PROMPT » Reproduce all of the records below word for word, and leave the picture out of your answer.

SUPPLIED DATA »
━━━━━━

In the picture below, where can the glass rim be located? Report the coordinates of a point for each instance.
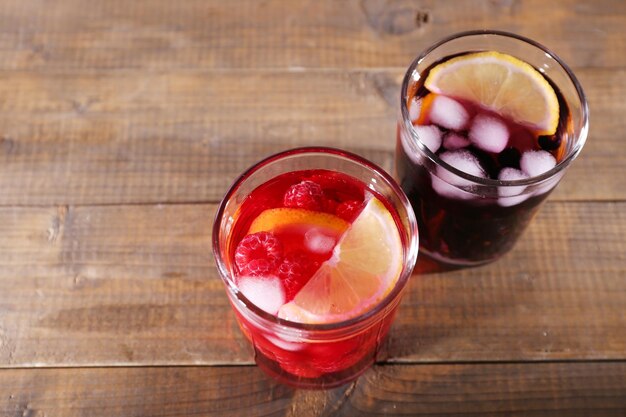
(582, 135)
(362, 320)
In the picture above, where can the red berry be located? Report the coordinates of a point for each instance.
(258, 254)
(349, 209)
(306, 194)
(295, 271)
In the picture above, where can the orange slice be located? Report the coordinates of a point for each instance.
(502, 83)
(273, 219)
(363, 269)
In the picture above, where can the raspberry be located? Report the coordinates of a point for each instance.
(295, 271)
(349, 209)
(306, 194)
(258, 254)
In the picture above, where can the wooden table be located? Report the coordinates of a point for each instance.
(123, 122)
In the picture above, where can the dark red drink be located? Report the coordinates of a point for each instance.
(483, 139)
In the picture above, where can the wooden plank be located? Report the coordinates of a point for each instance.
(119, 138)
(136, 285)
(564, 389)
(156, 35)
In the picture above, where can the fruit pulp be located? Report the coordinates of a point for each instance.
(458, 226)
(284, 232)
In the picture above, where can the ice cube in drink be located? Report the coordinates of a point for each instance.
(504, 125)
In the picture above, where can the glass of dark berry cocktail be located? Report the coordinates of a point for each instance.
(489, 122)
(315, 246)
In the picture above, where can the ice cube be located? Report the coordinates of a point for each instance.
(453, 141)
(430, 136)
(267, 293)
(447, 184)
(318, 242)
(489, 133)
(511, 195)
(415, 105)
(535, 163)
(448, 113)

━━━━━━

OUTPUT OF THE TASK »
In the picture below, where can the glass rim be located? Report the coordinates of a point for each instance.
(582, 135)
(362, 320)
In the picture above, where can the red berry be located? Report the coordinates of a point for each instance.
(258, 254)
(349, 209)
(306, 194)
(295, 271)
In the picture above, where can the orange slice be located? Report the coordinates of a point for each instance.
(502, 83)
(273, 219)
(363, 269)
In the picture above, where can the raspberry be located? Report the coordinates of a point for each instance.
(295, 271)
(349, 209)
(306, 194)
(258, 254)
In the picture above, where can the wooden table be located? Report the coordinates of a point for each instance.
(123, 122)
In the picture above, where can the dark red drink be located? Report the coordinates of a point for each instance.
(483, 139)
In the picture above, where can the wooden plank be located? Report the coordinates of a point for each instance.
(119, 138)
(136, 285)
(564, 389)
(156, 35)
In the picture above, where can the fruit pulp be located? Report the coordinates of a point for each instance.
(458, 226)
(284, 232)
In the picture above, where can the ice cube in drink be located? Report the coordinates of a point for each instance.
(504, 125)
In the picture above, where can the glass of dark berry cocktail be located? Report the coordinates of a point for each instance.
(489, 122)
(315, 246)
In the picture above, where can the ice cube be located? Report the coordinates of a point for each instance.
(453, 141)
(430, 136)
(267, 293)
(447, 184)
(318, 242)
(489, 133)
(511, 195)
(415, 105)
(535, 163)
(448, 113)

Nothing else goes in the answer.